Friday, March 29, 2024

Elizabeth Olsen and Jesse Plemons on Love & Death: One of the Most Bizarre and Brutal True Crime Stories of All Time

The highly anticipated TV mini-series, Love & Death hits Neon this week, starring Elizabeth Olsen and Jesse Plemons. It tells the tale of Candy Montgomery and one of the most shocking true crime murders in history. In an NZ exclusive, we chatted to Elizabeth and Jesse, as well as other cast members about this story, which has been brought to life in Love & Death by the teams behind Big Little Lies and The Undoing (i.e. some of the best shows on the telly!)

It was the summer of 1980 – a beautiful, sunny June – in the quiet little town of Wylie, Texas, when something unbelievably shocking rocked the community, particularly the church-going group of friends whom it impacted.

Betty Gore, a 30-year-old mother of two, was found brutally murdered on the evening of June 13 by her neighbours. She was found on the floor of her home, having been struck by an axe 41 times. Her five-year-old wasn’t home, but her one-year-old daughter was still upstairs in crib, crying.

At first, investigators wondered if the killing was a copycat murder, inspired by an iconic horror film featuring an axe-wielding Jack Nicholson, which had released in cinemas just three weeks earlier.

○ ○ ○ ○ ○ ○ ○

## Stated task
Write out the stretch of the Love & Death article from "It was the summer" through "whom it impacted.". The records have no connection to the Love & Death article.

○ ○ ○ ○ ○ ○ ○

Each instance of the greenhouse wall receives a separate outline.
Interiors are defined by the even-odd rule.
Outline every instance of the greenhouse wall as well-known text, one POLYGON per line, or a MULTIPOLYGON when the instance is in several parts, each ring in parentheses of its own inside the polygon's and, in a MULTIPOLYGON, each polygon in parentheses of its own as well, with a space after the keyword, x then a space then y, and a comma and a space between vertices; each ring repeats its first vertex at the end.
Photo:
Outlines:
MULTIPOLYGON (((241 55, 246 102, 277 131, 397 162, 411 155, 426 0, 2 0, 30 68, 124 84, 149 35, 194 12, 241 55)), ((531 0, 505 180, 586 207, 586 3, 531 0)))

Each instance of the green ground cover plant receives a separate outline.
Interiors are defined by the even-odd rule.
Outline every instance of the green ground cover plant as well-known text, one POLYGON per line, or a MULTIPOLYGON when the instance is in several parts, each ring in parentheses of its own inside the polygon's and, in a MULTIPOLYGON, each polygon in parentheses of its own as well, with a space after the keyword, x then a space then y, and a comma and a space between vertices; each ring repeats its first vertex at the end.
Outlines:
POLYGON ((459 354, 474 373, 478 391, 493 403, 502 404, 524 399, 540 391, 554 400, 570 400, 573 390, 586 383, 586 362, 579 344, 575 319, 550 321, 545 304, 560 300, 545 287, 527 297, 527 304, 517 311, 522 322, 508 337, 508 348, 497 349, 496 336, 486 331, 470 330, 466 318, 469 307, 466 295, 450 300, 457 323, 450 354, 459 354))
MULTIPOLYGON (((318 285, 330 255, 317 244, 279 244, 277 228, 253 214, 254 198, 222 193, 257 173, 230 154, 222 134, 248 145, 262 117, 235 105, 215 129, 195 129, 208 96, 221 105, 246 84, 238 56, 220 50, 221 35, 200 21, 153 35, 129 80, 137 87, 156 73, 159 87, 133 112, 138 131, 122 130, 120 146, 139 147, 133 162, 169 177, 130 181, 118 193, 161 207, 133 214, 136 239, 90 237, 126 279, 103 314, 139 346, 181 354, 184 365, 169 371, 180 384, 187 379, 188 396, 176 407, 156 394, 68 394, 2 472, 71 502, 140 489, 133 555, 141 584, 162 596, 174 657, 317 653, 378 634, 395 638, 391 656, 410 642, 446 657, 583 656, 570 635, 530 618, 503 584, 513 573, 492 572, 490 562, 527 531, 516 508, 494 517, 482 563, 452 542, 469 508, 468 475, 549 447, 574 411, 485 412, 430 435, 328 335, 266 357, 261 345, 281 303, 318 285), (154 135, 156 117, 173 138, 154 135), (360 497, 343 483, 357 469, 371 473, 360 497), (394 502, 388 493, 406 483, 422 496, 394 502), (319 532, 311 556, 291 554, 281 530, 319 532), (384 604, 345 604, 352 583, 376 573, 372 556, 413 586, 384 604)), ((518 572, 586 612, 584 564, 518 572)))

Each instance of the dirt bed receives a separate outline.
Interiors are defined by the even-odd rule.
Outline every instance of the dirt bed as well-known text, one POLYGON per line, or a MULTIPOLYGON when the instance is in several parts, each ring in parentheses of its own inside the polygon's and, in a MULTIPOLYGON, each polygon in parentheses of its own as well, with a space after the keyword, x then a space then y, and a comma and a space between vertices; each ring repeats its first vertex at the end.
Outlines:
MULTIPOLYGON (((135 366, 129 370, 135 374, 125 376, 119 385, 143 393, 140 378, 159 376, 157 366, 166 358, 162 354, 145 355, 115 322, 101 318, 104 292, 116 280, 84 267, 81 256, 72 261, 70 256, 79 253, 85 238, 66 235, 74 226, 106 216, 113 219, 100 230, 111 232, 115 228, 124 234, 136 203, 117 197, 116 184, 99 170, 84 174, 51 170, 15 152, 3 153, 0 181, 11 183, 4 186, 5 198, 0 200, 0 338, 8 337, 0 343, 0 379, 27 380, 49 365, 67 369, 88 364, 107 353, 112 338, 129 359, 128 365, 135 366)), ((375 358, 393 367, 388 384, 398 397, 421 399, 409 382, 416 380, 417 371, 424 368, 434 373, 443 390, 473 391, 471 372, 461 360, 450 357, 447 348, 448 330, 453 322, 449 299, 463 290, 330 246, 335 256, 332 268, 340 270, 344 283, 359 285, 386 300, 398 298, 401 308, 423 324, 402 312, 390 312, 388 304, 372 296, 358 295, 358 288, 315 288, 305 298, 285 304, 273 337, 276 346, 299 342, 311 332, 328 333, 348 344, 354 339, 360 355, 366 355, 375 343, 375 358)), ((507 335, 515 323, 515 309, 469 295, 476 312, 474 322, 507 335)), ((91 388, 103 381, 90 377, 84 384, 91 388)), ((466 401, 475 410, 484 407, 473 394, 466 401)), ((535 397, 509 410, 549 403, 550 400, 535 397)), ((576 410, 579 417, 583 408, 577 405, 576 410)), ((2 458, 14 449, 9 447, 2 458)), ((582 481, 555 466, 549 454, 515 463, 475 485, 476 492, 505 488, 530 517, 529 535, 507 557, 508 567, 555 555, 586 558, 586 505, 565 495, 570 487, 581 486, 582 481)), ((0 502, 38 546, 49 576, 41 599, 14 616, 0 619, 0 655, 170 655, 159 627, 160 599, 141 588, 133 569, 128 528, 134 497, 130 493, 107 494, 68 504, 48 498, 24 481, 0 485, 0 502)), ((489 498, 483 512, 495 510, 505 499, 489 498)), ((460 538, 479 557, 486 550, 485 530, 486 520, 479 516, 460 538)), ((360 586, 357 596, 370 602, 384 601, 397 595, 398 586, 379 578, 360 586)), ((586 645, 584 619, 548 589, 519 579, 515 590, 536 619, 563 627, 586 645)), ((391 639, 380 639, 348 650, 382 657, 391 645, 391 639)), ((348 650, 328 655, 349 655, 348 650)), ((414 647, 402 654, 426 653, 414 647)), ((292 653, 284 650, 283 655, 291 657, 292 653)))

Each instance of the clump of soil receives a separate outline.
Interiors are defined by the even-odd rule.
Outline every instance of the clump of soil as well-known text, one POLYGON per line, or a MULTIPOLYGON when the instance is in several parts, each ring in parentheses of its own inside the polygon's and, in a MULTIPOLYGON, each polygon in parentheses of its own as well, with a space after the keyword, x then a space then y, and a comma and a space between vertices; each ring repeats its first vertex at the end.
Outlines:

○ ○ ○ ○ ○ ○ ○

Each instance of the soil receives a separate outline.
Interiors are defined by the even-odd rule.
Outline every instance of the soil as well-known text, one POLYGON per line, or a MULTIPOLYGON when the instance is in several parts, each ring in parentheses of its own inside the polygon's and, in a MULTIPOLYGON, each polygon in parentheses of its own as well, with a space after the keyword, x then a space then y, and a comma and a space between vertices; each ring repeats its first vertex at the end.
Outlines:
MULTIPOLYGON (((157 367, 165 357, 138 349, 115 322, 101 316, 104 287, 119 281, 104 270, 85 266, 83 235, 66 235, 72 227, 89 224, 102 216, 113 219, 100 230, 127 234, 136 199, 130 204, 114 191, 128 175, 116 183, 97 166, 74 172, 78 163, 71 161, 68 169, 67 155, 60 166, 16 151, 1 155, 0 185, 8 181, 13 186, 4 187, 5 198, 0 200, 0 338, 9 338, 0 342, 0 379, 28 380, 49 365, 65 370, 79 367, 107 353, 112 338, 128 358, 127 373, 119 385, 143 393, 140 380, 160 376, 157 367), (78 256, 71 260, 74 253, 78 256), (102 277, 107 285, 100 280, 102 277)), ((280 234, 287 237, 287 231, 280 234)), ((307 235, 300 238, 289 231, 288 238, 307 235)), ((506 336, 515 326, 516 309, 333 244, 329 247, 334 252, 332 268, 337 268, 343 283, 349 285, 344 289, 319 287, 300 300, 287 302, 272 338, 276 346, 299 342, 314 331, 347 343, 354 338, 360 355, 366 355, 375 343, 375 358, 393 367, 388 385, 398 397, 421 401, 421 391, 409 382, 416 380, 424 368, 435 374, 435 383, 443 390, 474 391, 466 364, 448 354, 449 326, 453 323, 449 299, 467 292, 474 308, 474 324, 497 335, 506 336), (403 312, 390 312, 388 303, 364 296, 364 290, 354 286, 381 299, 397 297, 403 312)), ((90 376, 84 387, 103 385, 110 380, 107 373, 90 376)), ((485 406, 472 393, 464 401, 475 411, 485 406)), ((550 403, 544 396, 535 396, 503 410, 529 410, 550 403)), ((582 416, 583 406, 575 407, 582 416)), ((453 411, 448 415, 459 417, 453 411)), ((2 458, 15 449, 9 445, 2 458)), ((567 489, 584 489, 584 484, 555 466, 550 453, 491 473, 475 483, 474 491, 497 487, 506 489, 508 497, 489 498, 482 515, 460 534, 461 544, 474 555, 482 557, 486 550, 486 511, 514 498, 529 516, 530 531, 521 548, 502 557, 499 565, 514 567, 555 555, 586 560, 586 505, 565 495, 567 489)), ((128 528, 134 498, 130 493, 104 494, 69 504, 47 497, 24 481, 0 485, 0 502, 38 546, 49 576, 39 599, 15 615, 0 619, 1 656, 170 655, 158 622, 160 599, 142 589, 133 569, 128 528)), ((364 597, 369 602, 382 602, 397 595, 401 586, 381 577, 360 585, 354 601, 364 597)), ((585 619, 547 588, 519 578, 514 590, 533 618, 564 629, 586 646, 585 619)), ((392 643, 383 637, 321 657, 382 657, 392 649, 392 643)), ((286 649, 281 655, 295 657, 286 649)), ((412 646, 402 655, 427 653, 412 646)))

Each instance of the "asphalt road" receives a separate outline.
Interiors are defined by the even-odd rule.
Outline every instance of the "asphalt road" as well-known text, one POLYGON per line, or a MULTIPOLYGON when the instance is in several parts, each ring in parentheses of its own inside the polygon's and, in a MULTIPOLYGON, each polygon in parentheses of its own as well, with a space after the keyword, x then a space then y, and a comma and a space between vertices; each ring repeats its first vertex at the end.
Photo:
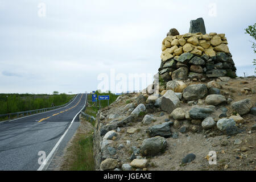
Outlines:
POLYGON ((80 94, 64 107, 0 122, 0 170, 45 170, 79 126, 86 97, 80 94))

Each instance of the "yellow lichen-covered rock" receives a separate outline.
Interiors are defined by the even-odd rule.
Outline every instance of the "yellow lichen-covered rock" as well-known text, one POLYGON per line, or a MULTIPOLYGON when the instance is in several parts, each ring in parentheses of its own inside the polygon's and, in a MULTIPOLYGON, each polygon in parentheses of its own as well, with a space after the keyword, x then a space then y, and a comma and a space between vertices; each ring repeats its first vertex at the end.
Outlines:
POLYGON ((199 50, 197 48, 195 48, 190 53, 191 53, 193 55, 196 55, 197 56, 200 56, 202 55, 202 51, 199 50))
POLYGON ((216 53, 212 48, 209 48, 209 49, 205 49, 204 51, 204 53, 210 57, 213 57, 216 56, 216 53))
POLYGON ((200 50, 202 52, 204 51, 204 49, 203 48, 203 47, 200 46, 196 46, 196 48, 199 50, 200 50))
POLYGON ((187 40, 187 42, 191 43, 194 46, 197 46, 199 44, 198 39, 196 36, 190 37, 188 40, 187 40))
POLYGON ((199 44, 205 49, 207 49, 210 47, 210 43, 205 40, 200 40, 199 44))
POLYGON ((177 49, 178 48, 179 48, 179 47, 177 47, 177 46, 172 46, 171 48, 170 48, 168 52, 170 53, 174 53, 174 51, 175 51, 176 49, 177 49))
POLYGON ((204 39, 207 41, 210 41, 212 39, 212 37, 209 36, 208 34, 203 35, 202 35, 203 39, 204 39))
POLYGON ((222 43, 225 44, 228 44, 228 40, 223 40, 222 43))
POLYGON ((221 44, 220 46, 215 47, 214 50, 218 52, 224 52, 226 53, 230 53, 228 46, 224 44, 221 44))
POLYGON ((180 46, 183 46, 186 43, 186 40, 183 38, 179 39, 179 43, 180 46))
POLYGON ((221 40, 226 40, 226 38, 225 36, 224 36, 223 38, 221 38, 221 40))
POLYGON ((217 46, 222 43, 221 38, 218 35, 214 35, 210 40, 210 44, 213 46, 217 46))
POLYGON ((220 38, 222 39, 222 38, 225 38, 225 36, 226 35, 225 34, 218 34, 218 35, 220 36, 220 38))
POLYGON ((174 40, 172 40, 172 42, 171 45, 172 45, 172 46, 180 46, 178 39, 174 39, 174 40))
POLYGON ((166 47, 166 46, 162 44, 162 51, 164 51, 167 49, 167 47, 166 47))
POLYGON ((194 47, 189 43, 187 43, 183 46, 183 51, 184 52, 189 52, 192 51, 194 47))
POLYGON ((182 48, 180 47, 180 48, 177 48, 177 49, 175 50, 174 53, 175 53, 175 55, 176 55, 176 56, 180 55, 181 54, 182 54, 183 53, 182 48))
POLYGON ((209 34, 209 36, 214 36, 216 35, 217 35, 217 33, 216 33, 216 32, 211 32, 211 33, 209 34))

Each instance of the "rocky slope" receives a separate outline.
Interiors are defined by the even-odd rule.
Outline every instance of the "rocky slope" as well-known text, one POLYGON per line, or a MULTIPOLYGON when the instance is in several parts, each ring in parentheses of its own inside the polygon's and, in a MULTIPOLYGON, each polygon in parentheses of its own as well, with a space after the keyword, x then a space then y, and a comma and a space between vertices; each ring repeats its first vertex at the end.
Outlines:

○ ○ ○ ○ ○ ○ ○

## Task result
It was the summer of 1980 – a beautiful, sunny June – in the quiet little town of Wylie, Texas, when something unbelievably shocking rocked the community, particularly the church-going group of friends whom it impacted.